■ REQUIREMENTS: Will you write out all the entries below exactly?

-- begin MATERIAL FOR THIS TASK --

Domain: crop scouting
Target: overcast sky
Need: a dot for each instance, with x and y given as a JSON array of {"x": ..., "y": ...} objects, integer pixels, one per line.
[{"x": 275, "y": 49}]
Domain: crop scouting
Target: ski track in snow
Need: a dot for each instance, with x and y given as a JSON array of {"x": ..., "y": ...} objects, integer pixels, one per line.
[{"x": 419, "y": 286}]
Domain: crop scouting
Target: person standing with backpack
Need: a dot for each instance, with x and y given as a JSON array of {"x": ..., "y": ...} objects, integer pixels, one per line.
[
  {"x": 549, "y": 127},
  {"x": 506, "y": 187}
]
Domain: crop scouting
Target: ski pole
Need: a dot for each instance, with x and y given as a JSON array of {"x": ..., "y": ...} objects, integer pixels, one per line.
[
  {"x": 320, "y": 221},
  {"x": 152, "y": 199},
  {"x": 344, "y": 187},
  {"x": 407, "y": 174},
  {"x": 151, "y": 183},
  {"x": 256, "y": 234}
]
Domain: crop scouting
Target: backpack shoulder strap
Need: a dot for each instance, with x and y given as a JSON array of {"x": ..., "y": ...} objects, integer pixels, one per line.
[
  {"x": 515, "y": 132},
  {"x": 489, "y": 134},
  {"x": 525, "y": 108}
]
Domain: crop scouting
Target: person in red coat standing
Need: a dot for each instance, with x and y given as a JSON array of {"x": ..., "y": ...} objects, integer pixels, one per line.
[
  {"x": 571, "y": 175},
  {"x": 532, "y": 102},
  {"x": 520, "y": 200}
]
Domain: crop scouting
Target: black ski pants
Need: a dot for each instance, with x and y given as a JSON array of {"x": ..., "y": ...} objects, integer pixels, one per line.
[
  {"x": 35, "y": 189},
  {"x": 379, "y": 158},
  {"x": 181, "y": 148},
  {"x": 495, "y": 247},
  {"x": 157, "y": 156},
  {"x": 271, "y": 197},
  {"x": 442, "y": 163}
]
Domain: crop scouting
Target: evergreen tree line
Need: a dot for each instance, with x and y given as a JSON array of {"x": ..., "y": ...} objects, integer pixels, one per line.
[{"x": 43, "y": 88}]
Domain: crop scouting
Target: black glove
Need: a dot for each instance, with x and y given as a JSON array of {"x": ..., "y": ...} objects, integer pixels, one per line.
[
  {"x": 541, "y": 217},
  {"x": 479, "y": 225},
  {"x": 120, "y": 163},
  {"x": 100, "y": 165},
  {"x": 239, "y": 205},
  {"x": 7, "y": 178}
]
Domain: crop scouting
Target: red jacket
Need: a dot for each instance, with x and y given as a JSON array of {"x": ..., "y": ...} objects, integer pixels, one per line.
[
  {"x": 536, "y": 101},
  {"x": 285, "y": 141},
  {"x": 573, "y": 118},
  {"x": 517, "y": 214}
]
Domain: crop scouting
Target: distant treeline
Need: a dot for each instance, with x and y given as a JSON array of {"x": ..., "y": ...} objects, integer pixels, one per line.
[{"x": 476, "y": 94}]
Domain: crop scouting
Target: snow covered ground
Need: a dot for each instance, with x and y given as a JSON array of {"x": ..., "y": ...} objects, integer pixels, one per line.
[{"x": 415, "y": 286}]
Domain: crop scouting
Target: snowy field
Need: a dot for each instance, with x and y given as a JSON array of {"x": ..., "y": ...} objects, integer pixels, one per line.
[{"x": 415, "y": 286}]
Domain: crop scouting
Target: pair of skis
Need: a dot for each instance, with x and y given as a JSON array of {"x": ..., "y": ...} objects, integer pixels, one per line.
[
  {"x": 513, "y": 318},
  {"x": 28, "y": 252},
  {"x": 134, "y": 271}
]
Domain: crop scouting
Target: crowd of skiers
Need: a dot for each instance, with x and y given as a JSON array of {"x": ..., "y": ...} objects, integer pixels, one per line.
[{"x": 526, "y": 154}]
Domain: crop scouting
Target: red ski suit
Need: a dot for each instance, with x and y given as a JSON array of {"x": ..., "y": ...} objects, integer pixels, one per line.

-- end MATERIAL FOR THIS TASK --

■ WRITTEN SOLUTION:
Domain: crop scouting
Target: overcast sky
Need: a dot for each instance, with x and y given as a JSON array of {"x": ..., "y": ...} objects, integer pixels, one per line.
[{"x": 275, "y": 49}]
Domain: crop scouting
Target: ski track in snow
Need: a dot for each instance, with x and y given as a JSON array of {"x": ..., "y": ...} objects, integer pixels, one per line.
[{"x": 419, "y": 286}]
Domain: crop scouting
Target: person standing with backpack
Need: a dot for each instance, with x and y given as a JSON array of {"x": ..., "y": ...} objects, integer pixels, one per line.
[
  {"x": 549, "y": 127},
  {"x": 506, "y": 187}
]
Domain: crop scouting
Target: ski pole
Need: a dot for each instance, with x and y given as a JSON array of {"x": ..., "y": ...} objects, integer pixels, one per line.
[
  {"x": 320, "y": 221},
  {"x": 152, "y": 199},
  {"x": 344, "y": 187},
  {"x": 407, "y": 174},
  {"x": 151, "y": 183},
  {"x": 256, "y": 234}
]
Domain: crop scouting
Target: backpack shoulder strap
Need: a dot for each instance, with x and y given as a JSON array of {"x": ..., "y": ...} objects, integer pixels, one per line.
[
  {"x": 515, "y": 132},
  {"x": 489, "y": 134},
  {"x": 525, "y": 108}
]
Domain: crop scouting
Target: person in red coat standing
Need: a dot for each instance, with x and y given as a JSON array of {"x": ..., "y": ...} objects, integer pixels, one per line.
[
  {"x": 571, "y": 175},
  {"x": 532, "y": 102},
  {"x": 520, "y": 200}
]
Domain: crop scouting
Target: black ski pants
Need: a dot for each instance, with x and y given as a JSON array of {"x": ..., "y": ...} objects, integer pixels, one per line.
[
  {"x": 35, "y": 189},
  {"x": 379, "y": 158},
  {"x": 181, "y": 148},
  {"x": 495, "y": 247},
  {"x": 157, "y": 156},
  {"x": 271, "y": 197},
  {"x": 442, "y": 163}
]
Domain: crop scouting
Target: evergreen tree line
Need: a dot for each instance, with x and y given as a JSON array of {"x": ..., "y": ...} objects, integer pixels, one per line.
[{"x": 43, "y": 88}]
Domain: crop scouting
Target: black glove
Need: a dot for each instance, with x and y given as a JSON array of {"x": ..., "y": ...} objects, integer pixels, one per line.
[
  {"x": 541, "y": 217},
  {"x": 479, "y": 225},
  {"x": 120, "y": 163},
  {"x": 100, "y": 165},
  {"x": 239, "y": 205},
  {"x": 7, "y": 178}
]
Domain: crop scouting
Target: red jacket
Need: a dot for each instance, with x and y given as a JSON array of {"x": ..., "y": ...} objects, integer pixels, one per line.
[
  {"x": 536, "y": 101},
  {"x": 285, "y": 141},
  {"x": 573, "y": 118},
  {"x": 517, "y": 214}
]
Domain: crop scouting
Target: distant treeline
Need: a dot for each instance, with x and y given as a JSON array of {"x": ..., "y": ...} objects, integer pixels, one per line.
[{"x": 476, "y": 94}]
Domain: crop scouting
Target: snow covered ground
Need: a dot for each instance, with x and y given as a JSON array of {"x": ..., "y": ...} objects, integer pixels, one per line.
[{"x": 415, "y": 286}]
Domain: crop scouting
Target: snowy field
Need: a dot for each instance, with x and y given as a JSON array of {"x": ..., "y": ...} objects, integer pixels, one per line.
[{"x": 415, "y": 286}]
Domain: crop scouting
Target: pair of skis
Need: a dot for each instance, with x and y given as a JSON array of {"x": ..., "y": ...} objects, integer pixels, one per line.
[
  {"x": 513, "y": 318},
  {"x": 28, "y": 252},
  {"x": 134, "y": 271}
]
Domain: crop scouting
Target: crowd of skiers
Need: a dot for each instance, with x and y given as a JSON array of {"x": ..., "y": ...} objects, integer pixels, one per line.
[{"x": 526, "y": 154}]
Domain: crop scouting
Target: red ski suit
Need: a dot for each instance, with x and y given as a JSON array of {"x": ..., "y": ...} objects, integer pixels, one per line.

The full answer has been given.